▸ **THE DATA**:

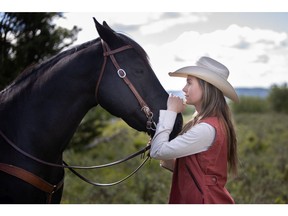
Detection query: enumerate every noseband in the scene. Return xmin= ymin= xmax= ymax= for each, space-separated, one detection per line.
xmin=95 ymin=40 xmax=156 ymax=133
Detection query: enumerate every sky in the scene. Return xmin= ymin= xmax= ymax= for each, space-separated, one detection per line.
xmin=2 ymin=0 xmax=288 ymax=91
xmin=56 ymin=12 xmax=288 ymax=90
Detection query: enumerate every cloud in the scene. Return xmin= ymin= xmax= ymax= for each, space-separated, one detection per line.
xmin=147 ymin=24 xmax=288 ymax=89
xmin=109 ymin=12 xmax=208 ymax=36
xmin=233 ymin=38 xmax=250 ymax=49
xmin=254 ymin=54 xmax=270 ymax=63
xmin=174 ymin=56 xmax=186 ymax=62
xmin=59 ymin=13 xmax=288 ymax=89
xmin=101 ymin=12 xmax=161 ymax=26
xmin=138 ymin=13 xmax=208 ymax=35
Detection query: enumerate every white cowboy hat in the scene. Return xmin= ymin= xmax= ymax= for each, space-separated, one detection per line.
xmin=169 ymin=56 xmax=239 ymax=103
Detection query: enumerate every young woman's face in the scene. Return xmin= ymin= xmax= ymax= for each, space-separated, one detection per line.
xmin=182 ymin=76 xmax=203 ymax=110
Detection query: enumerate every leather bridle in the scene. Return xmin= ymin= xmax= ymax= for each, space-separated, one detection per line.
xmin=96 ymin=40 xmax=156 ymax=133
xmin=0 ymin=39 xmax=157 ymax=203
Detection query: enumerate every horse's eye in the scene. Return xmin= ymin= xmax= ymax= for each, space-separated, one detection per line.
xmin=135 ymin=69 xmax=144 ymax=75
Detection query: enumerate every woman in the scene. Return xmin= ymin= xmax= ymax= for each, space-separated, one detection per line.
xmin=150 ymin=56 xmax=239 ymax=204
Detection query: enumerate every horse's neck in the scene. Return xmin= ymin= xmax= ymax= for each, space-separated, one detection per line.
xmin=1 ymin=46 xmax=100 ymax=162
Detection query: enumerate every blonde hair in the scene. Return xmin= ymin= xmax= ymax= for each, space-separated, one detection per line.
xmin=180 ymin=78 xmax=238 ymax=175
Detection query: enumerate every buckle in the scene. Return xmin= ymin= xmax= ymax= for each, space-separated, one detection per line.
xmin=117 ymin=69 xmax=126 ymax=78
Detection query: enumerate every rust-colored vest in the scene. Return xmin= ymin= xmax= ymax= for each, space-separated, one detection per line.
xmin=169 ymin=117 xmax=235 ymax=204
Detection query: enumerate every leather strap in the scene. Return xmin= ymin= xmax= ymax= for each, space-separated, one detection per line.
xmin=95 ymin=40 xmax=133 ymax=103
xmin=95 ymin=40 xmax=156 ymax=134
xmin=0 ymin=163 xmax=64 ymax=203
xmin=103 ymin=45 xmax=132 ymax=56
xmin=99 ymin=40 xmax=149 ymax=109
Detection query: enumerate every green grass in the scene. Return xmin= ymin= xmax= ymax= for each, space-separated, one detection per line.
xmin=61 ymin=111 xmax=288 ymax=204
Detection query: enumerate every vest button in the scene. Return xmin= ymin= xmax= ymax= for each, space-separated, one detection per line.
xmin=212 ymin=177 xmax=217 ymax=182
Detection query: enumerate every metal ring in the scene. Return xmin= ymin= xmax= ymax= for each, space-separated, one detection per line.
xmin=117 ymin=69 xmax=126 ymax=78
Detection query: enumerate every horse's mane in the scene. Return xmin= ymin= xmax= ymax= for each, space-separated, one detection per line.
xmin=0 ymin=38 xmax=100 ymax=94
xmin=0 ymin=32 xmax=150 ymax=95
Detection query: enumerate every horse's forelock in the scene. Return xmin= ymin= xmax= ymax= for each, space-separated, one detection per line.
xmin=118 ymin=33 xmax=150 ymax=65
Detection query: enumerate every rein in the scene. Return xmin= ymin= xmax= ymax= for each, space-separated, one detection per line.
xmin=0 ymin=128 xmax=151 ymax=185
xmin=0 ymin=128 xmax=150 ymax=170
xmin=0 ymin=128 xmax=150 ymax=202
xmin=0 ymin=39 xmax=158 ymax=202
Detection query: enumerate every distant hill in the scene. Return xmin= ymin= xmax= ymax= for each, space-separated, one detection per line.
xmin=235 ymin=88 xmax=269 ymax=98
xmin=168 ymin=87 xmax=270 ymax=99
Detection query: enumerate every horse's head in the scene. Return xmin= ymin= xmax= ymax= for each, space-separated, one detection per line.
xmin=93 ymin=18 xmax=183 ymax=139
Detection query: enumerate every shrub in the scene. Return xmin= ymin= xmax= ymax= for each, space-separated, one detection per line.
xmin=231 ymin=96 xmax=269 ymax=113
xmin=268 ymin=83 xmax=288 ymax=114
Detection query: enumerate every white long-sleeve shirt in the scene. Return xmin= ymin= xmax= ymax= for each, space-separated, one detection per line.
xmin=150 ymin=110 xmax=215 ymax=160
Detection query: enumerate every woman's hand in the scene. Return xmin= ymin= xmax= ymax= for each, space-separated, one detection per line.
xmin=167 ymin=94 xmax=186 ymax=113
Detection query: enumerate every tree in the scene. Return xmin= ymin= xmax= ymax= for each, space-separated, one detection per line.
xmin=0 ymin=12 xmax=81 ymax=90
xmin=268 ymin=83 xmax=288 ymax=114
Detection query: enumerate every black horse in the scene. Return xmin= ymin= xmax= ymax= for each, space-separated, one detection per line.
xmin=0 ymin=19 xmax=183 ymax=203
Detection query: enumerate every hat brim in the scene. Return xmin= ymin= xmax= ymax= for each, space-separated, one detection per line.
xmin=169 ymin=66 xmax=239 ymax=103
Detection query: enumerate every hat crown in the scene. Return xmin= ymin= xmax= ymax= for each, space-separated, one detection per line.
xmin=168 ymin=56 xmax=239 ymax=102
xmin=196 ymin=56 xmax=229 ymax=80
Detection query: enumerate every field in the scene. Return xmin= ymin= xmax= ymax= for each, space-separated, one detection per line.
xmin=61 ymin=107 xmax=288 ymax=204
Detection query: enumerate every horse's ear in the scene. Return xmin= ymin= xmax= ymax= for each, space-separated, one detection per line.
xmin=103 ymin=21 xmax=114 ymax=31
xmin=93 ymin=17 xmax=122 ymax=47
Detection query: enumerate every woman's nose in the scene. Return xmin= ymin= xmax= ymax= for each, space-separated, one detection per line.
xmin=182 ymin=85 xmax=187 ymax=93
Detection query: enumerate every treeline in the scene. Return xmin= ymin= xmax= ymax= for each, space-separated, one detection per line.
xmin=231 ymin=83 xmax=288 ymax=114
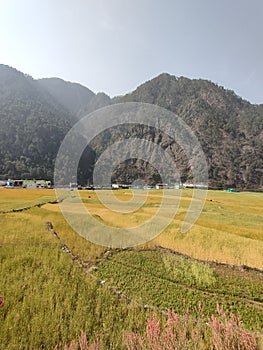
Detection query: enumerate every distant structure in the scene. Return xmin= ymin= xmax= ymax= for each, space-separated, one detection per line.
xmin=7 ymin=179 xmax=23 ymax=187
xmin=1 ymin=179 xmax=52 ymax=188
xmin=226 ymin=188 xmax=240 ymax=193
xmin=25 ymin=180 xmax=52 ymax=188
xmin=182 ymin=183 xmax=207 ymax=189
xmin=111 ymin=184 xmax=119 ymax=189
xmin=69 ymin=182 xmax=78 ymax=189
xmin=155 ymin=183 xmax=168 ymax=189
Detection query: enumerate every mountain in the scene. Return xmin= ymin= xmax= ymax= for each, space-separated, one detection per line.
xmin=0 ymin=65 xmax=262 ymax=189
xmin=38 ymin=78 xmax=111 ymax=118
xmin=0 ymin=65 xmax=72 ymax=180
xmin=77 ymin=92 xmax=112 ymax=117
xmin=38 ymin=77 xmax=95 ymax=118
xmin=113 ymin=74 xmax=263 ymax=189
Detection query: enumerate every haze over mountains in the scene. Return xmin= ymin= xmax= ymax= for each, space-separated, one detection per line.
xmin=0 ymin=64 xmax=262 ymax=189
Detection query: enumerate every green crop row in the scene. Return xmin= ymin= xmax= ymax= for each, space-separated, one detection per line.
xmin=94 ymin=250 xmax=263 ymax=331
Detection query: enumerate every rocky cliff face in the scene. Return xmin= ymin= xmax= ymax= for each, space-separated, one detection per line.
xmin=111 ymin=74 xmax=262 ymax=189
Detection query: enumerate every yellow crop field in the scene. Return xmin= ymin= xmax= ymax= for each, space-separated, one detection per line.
xmin=68 ymin=189 xmax=262 ymax=269
xmin=0 ymin=188 xmax=262 ymax=349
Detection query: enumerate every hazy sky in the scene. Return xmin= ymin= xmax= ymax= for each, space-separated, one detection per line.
xmin=0 ymin=0 xmax=262 ymax=103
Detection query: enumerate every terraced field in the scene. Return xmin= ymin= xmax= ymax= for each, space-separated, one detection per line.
xmin=0 ymin=188 xmax=262 ymax=349
xmin=94 ymin=249 xmax=263 ymax=330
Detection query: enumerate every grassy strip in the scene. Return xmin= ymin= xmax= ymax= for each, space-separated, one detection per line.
xmin=94 ymin=250 xmax=263 ymax=331
xmin=0 ymin=211 xmax=151 ymax=349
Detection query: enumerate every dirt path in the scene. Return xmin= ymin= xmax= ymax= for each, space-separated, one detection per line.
xmin=0 ymin=198 xmax=65 ymax=214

▸ **WHAT THIS TASK INVOLVES**: The lines from the one containing "Detection query: enumerate every yellow" through the final line of the listing above are all you should set down, exactly as written.

▸ **WRITTEN REPLY**:
Detection query: enumerate every yellow crop field in the scene. Return xmin= ymin= xmax= ymax= for each, space-separated, one detection per line.
xmin=68 ymin=189 xmax=262 ymax=269
xmin=0 ymin=188 xmax=262 ymax=349
Detection query: enumerate every hazy sky in the scene. Return xmin= ymin= xmax= ymax= for each, space-separated, one detection per line.
xmin=0 ymin=0 xmax=262 ymax=103
Detection query: enumerate every terraced field in the scene. Return xmin= ymin= xmax= ymax= for each, space-separated, one detection per line.
xmin=0 ymin=188 xmax=262 ymax=349
xmin=94 ymin=249 xmax=263 ymax=330
Detection query: enumerate every grassy strip in the scene. Return xmin= ymin= xmax= ymax= for each, space-separated, one detection per line.
xmin=94 ymin=250 xmax=263 ymax=331
xmin=0 ymin=211 xmax=151 ymax=349
Detection query: enumerate every dirt path in the scene. Return xmin= ymin= xmax= ymax= for each, space-separated, one detection per line.
xmin=0 ymin=198 xmax=65 ymax=214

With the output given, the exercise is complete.